- Document extract:
>> Start

Sunday, January 27, 2008

been down so long

I sorta remember this blog. Seeing as I don't like using LJ much, and seeing how RPGtalk sorta vanished overnight, and seeing how I can't remember my admin info for wordpress and it just gets clogged with spam anyway, I've been thinking I'd just come back home to this blog after like almost three years.


I was at Dreamation yesterday -- probably going back again this morning in a few-- and several people were asking, "so what's up with Galactic?" and frak if it's not killing me that I've worked hard on it for how many years now and what I have just isn't hitting the fun button for me.


I think I might know why, though, and I'm going to start kicking the game in the pants again to see what I can come up with. Hopefully I'll have some updates here.

Thursday, May 04, 2006

consolidation

I'm gonna move all my Galactic and design talkin' over to RPGtalk. You can find me there at www.rpgtalk.net/msw/weblog.

Hope to see you there!

Thursday, April 20, 2006

connections part 2

Here's a new idea. It involves some stealing from Sorcerer, and kind of a flip-flop of how Humanity works. I think Sorcerer deserves to be stolen from more often, so here's me doing my part.

Connections, kinda like Demons, have wants. They don't have to be wicked or disturbing, but they'll get in the way when a hero is trying to save the galaxy.

When connections help you out, it potentially creates strain, because when they're helping you, they're not actually doing those things related to their wants. So each time you apply a connection, it might generate strain. If strain is ever X or higher, the connection leaves the game.

If your character does something that addresses the connection's want, it may reduce strain. Since Galactic is pretty tricky about resources, addressing the want must have more to do with inconvenience and potential moral compromise than risk. It wouldn't make sense to risk resources to try and keep other resources, would it? Unless, maybe, the connection is really really cool.

Sunday, April 16, 2006

galactic: connections

Previously, the game has worked in such a way that in each chapter there's resources at stake. The Scourge is coming, and your epic hero needs stuff to fight the Scourge off.

It works on two scales: first, it gives your main character a chance for re-rolls in character scale play; second, it gives you dice on the table to roll against the inevitable invasion.

What I've been thinking about is how to color the stuff on the personal scale. It's easy enough to say that those dice are a serious abstraction for the overall resources of the colony, like labor and industry and level of technology and stuff. But what about the personal scale? Initially I thought of it as a relationship with one or more factions involved with that world. But that doesn't totally line up with how epic stories work. Heroes have connections on all kinds of levels. Companions, gangs, fleets, whole worlds.

>> End

- Data excerpt:
>> Start

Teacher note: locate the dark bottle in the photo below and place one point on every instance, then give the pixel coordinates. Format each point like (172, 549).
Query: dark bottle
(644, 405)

>> End

- Task to carry out:
Extend the blog about designing the game Galactic, picking up right after its last sentence, "Heroes have connections on all kinds of levels. Companions, gangs, fleets, whole worlds."

- Answer to this task:
So naturally I'm looking at Trollbabe, and I'm thinking about how the scale effects work there. In case you're not aware, when the stakes increase, you can take relationships on an equivalent scale. So if a person's well being is the stakes, you can take a relationship that's a person. When teh stakes are a whole village, you can take a village as a relationship.

The thing that doesn't totally map to Galactic quite right is that there's no real benefit to having the aid of a community in Trollbabe vs. having the aid of a single person. They each equal a re-roll attempt, and they each suffer the consequences of the re-roll being botched.

I think in Galactic there need to be some differentiators. If your connection to a whole world is one person, it's different when that person is harmed than when your relationship to a world is the world itself and the world is somehow harmed.

My idea, overall, is that you can call upon the aid of your connection for a re-roll as much as you want in play, but you generate 'strain' in the relationship. At an appropriate point in play, either at the end of a scene or at the end of a chapter, you roll against the strain and determine the negative consequences of relying so much on your connection.

What I'm thinking is that maybe there's different consequences at different scales. A person suffers differently than a world, and the character has to do different things to fix it.

The other thing I'm weighing is the idea in Trollbabe that you have to have a personal-level adventure before you can then do a group-level adventure. I'm not sure how that'd work okay with how I have things now. I could maybe say that if the resources are d4, that's a person, and if it's a d6, that's a group, and so on, but I'm not quite sure how that'd work either.

Wednesday, April 12, 2006

playtest awakenings

So I played some Galactic at Forge Midwest. And I played a few other games. It had been a while since I got some really good gamin' in, and it brought a lot of things to my attention.

It means I'm gonna make some changes to Galactic. Nothing drastic. Some nips and tucks. It'll look different, but it'll play how I was imagining it.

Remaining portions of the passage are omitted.